AVAILABLE RECORDS below:

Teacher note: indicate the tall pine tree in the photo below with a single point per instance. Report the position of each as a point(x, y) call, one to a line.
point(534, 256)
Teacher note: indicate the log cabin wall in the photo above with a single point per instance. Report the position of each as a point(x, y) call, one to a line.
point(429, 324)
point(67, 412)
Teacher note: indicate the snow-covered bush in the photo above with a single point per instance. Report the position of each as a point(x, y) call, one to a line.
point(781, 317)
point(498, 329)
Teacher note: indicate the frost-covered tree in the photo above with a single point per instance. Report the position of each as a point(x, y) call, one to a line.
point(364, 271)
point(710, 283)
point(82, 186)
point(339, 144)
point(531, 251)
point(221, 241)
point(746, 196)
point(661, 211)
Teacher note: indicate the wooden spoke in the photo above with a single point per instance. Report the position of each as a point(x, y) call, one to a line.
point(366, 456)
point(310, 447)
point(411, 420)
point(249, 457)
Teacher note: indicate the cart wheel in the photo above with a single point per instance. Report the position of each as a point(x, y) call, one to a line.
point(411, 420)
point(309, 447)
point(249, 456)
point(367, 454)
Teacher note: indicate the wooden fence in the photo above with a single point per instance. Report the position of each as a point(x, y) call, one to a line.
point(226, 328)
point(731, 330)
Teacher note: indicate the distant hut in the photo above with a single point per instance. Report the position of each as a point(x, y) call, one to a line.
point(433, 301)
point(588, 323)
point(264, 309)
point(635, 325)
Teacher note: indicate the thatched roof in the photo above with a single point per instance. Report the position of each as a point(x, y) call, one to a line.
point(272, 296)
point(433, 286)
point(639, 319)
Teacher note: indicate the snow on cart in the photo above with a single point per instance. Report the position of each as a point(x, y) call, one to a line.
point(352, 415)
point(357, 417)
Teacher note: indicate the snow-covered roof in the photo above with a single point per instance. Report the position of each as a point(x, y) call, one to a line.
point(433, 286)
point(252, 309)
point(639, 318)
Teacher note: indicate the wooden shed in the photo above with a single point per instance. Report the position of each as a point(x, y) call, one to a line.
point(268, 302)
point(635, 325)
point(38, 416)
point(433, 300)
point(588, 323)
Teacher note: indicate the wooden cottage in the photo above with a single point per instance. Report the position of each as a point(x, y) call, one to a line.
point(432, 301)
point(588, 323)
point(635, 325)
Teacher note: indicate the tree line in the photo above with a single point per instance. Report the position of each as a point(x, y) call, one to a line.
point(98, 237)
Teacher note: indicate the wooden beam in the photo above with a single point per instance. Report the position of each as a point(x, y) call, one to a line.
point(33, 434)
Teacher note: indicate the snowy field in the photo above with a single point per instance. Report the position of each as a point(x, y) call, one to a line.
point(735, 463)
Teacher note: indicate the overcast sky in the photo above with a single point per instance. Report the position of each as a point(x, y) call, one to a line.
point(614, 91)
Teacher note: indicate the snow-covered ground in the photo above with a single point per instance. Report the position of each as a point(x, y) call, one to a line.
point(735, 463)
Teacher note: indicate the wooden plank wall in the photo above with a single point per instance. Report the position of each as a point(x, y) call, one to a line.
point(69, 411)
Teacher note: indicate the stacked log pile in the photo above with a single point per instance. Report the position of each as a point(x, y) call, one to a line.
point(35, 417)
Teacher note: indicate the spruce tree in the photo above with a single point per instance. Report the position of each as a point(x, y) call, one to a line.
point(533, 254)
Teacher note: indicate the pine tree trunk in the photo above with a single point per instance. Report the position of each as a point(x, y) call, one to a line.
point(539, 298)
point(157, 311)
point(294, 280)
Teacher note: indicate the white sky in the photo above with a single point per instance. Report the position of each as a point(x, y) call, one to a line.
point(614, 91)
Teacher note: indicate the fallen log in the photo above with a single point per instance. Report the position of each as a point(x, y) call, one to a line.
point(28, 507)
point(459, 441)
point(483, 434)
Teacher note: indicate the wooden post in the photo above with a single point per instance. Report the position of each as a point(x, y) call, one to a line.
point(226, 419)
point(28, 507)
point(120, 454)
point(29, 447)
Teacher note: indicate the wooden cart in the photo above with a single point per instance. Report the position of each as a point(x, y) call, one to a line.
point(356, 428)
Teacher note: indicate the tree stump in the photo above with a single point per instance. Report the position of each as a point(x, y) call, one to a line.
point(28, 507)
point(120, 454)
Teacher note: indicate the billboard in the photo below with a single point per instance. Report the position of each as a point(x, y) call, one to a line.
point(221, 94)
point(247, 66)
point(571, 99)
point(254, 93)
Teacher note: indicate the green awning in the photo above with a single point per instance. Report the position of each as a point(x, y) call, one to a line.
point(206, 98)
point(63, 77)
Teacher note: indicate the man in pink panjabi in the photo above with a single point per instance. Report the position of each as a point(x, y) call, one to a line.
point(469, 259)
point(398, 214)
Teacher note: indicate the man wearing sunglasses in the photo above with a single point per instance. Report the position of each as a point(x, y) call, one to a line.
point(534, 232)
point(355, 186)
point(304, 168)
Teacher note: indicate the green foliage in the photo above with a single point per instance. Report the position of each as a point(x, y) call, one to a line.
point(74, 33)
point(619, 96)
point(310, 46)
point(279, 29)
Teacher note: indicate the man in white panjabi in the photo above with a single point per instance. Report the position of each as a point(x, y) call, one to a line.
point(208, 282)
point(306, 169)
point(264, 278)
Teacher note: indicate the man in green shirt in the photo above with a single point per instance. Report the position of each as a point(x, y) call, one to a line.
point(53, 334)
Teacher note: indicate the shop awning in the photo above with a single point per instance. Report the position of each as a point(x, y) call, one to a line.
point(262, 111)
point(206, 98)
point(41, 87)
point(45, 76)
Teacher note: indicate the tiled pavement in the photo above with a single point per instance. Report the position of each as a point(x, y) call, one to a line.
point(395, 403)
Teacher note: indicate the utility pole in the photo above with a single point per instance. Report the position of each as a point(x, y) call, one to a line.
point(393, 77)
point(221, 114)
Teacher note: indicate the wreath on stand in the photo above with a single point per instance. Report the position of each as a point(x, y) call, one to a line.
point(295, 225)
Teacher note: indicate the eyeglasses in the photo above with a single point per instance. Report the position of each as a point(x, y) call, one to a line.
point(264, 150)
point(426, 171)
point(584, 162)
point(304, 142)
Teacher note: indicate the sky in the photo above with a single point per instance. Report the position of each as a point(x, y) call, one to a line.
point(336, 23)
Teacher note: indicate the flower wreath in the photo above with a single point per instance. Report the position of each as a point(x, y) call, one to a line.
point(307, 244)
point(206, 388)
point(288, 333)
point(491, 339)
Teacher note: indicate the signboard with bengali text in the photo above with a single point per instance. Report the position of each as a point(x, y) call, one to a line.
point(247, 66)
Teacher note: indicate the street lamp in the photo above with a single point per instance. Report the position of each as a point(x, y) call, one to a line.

End of AVAILABLE RECORDS.

Please write out every record shown above exactly as it reads.

Teacher note: indicate the tall pine tree in the photo below with a single point per instance. Report the position of each as a point(x, y) call, one to a line.
point(534, 256)
Teacher note: indicate the log cabin wall in the photo above with a single point per instance. Report the position of each as a point(x, y) call, one to a line.
point(429, 324)
point(67, 412)
Teacher note: indicate the snow-covered bush in the photo above with a single point per instance. Report the position of each as a point(x, y) call, one to a line.
point(781, 317)
point(498, 329)
Teacher note: indicate the frost-covered tree in the photo above with a single point per instance. Report the position of each as a point(x, y) call, one to a line.
point(364, 271)
point(710, 283)
point(82, 186)
point(339, 144)
point(531, 251)
point(221, 241)
point(746, 196)
point(661, 211)
Teacher note: indicate the wooden spoke in the photo above with a single point per instance. Report the position of each as a point(x, y) call, one to a line.
point(366, 456)
point(310, 447)
point(411, 420)
point(249, 457)
Teacher note: indicate the cart wheel in the photo above with a single point per instance. Report the position of each as a point(x, y) call, one to a line.
point(411, 420)
point(309, 447)
point(249, 456)
point(367, 454)
Teacher note: indicate the wooden fence in the photo above with a single point per instance. Report the position of each as a point(x, y) call, one to a line.
point(226, 328)
point(731, 330)
Teacher note: indicate the distant hut in the photo above with a single point per instance. Report the position of each as a point(x, y) call, one to a line.
point(433, 301)
point(588, 323)
point(264, 309)
point(635, 325)
Teacher note: indicate the thatched roof in the photo above with a single point per instance. Report the position of each as a point(x, y) call, one to a line.
point(272, 296)
point(433, 286)
point(639, 319)
Teacher note: indicate the snow on cart in the photo above with a single point per instance. Report the position of each as a point(x, y) call, one to a line.
point(352, 415)
point(357, 417)
Teacher note: indicate the snow-covered roof in the photo above with a single point per instance. Report the position of each as a point(x, y) call, one to a line.
point(433, 286)
point(252, 309)
point(639, 318)
Teacher note: indicate the wooden shed in the photo above with a single point per instance. Report the position of each as a point(x, y) call, one to a line.
point(268, 302)
point(635, 325)
point(38, 416)
point(433, 300)
point(588, 323)
Teacher note: indicate the wooden cottage in the photo above with a single point per instance. Report the position of each as a point(x, y) call, one to a line.
point(432, 301)
point(588, 323)
point(635, 325)
Teacher note: indicate the tree line in the photo above with a single point per instance. Report the position of each as a point(x, y) call, one to a line.
point(98, 237)
Teacher note: indicate the wooden beam in the photo above with a single point per instance. Report the position of each as a point(x, y) call, one to a line.
point(33, 434)
Teacher note: indicate the snowy field in the photo above with a single point per instance. Report the position of each as a point(x, y) call, one to a line.
point(735, 463)
Teacher note: indicate the overcast sky in the photo above with a single point per instance. Report the position of each as a point(x, y) call, one to a line.
point(614, 91)
Teacher note: indicate the snow-covered ground in the photo above with a single point per instance. Report the position of each as a point(x, y) call, one to a line.
point(735, 463)
Teacher note: indicate the wooden plank wall in the photo above with a single point per instance. Report the position of each as a point(x, y) call, one to a line.
point(69, 411)
Teacher note: indicate the stacked log pile in the photo above with a single point per instance. Report the position of each as a point(x, y) call, one to a line.
point(35, 417)
Teacher note: indicate the spruce tree in the photo above with a single point per instance. Report the position of each as a point(x, y) call, one to a line.
point(533, 254)
Teacher note: indicate the pine tree trunk in the photo above with a single point per instance. Report the position of each as a point(x, y) call, one to a line.
point(539, 298)
point(157, 311)
point(294, 280)
Teacher note: indicate the white sky in the photo above with a single point per instance. Report the position of each as a point(x, y) call, one to a line.
point(614, 91)
Teacher note: indicate the fallen log in the photo above with a single point per instance. Report the position of each as a point(x, y) call, one to a line.
point(28, 507)
point(459, 441)
point(483, 434)
Teacher note: indicate the wooden post in the photo above with a single point per instance. Report the position of each as a point(x, y) call, one to a line.
point(226, 419)
point(28, 507)
point(120, 454)
point(29, 447)
Teacher note: indicate the wooden cart in the photo above with a single point per instance. Report the position of each as a point(x, y) call, one to a line.
point(356, 428)
Teacher note: indicate the tree stump in the photo above with a single point per instance. Report the position of each as a point(x, y) call, one to a line.
point(28, 507)
point(120, 454)
Teacher note: indicate the billboard in the photo below with a single point per instance. Report the position of each as a point(x, y) call, one to a line.
point(221, 94)
point(247, 66)
point(571, 99)
point(254, 93)
Teacher note: indicate the green awning in the photo above with a single point per instance. Report the position of each as a point(x, y) call, one to a line.
point(206, 98)
point(63, 77)
Teacher note: indicate the man in pink panjabi in the photo above with a single point per instance. Report the position of each as a point(x, y) call, one to a line.
point(469, 259)
point(398, 214)
Teacher note: indicate the man wearing sunglasses in the photo above with a single point per instance. Report the position of each as a point(x, y) call, one to a line.
point(534, 232)
point(355, 186)
point(304, 168)
Teacher note: indicate the green foliage in the photo above with a single point per instance. Report the position of each as a point(x, y) call, one to a line.
point(74, 33)
point(619, 96)
point(310, 46)
point(279, 29)
Teacher note: indicate the man in white panjabi in the photo above with a single point per instance. Report the position of each as a point(x, y) call, one to a line.
point(208, 282)
point(306, 169)
point(264, 278)
Teacher note: indicate the man in green shirt in the photo above with a single point per instance. Report the position of each as a point(x, y) call, one to a line.
point(53, 334)
Teacher note: indicate the shop awning in the photo above with a single point per instance. Report the position of each as a point(x, y) call, one to a line.
point(262, 111)
point(206, 98)
point(41, 87)
point(45, 76)
Teacher note: indicate the tiled pavement in the photo above with a single point per instance. Report the position of each as a point(x, y) call, one to a line.
point(395, 403)
Teacher note: indicate the utility pole in the photo above with a single point per instance. Report the position of each as a point(x, y) call, one to a line.
point(393, 77)
point(221, 114)
Teacher note: indicate the wreath on stand in the photo above with a single point per instance. Report the position of each as a point(x, y) call, one to a line.
point(295, 225)
Teacher note: indicate the eyeglasses in the photo above with a single point per instance. Report the position of each as a point(x, y) call, one to a line.
point(264, 150)
point(426, 171)
point(584, 162)
point(304, 142)
Teacher note: indicate the sky in the photo above with a single point per instance. Report the position of each as a point(x, y) call, one to a line.
point(336, 23)
Teacher note: indicate the flower wreath in the photo above with a single point per instance. Report the position of each as a point(x, y) call, one to a line.
point(307, 244)
point(206, 388)
point(288, 333)
point(491, 339)
Teacher note: indicate the signboard with bengali text in the photo above with a single point per instance. Report the position of each as a point(x, y) call, one to a line.
point(247, 66)
Teacher note: indicate the street lamp in the photo above with a single point per instance. Report the position of each as a point(x, y) call, one to a line.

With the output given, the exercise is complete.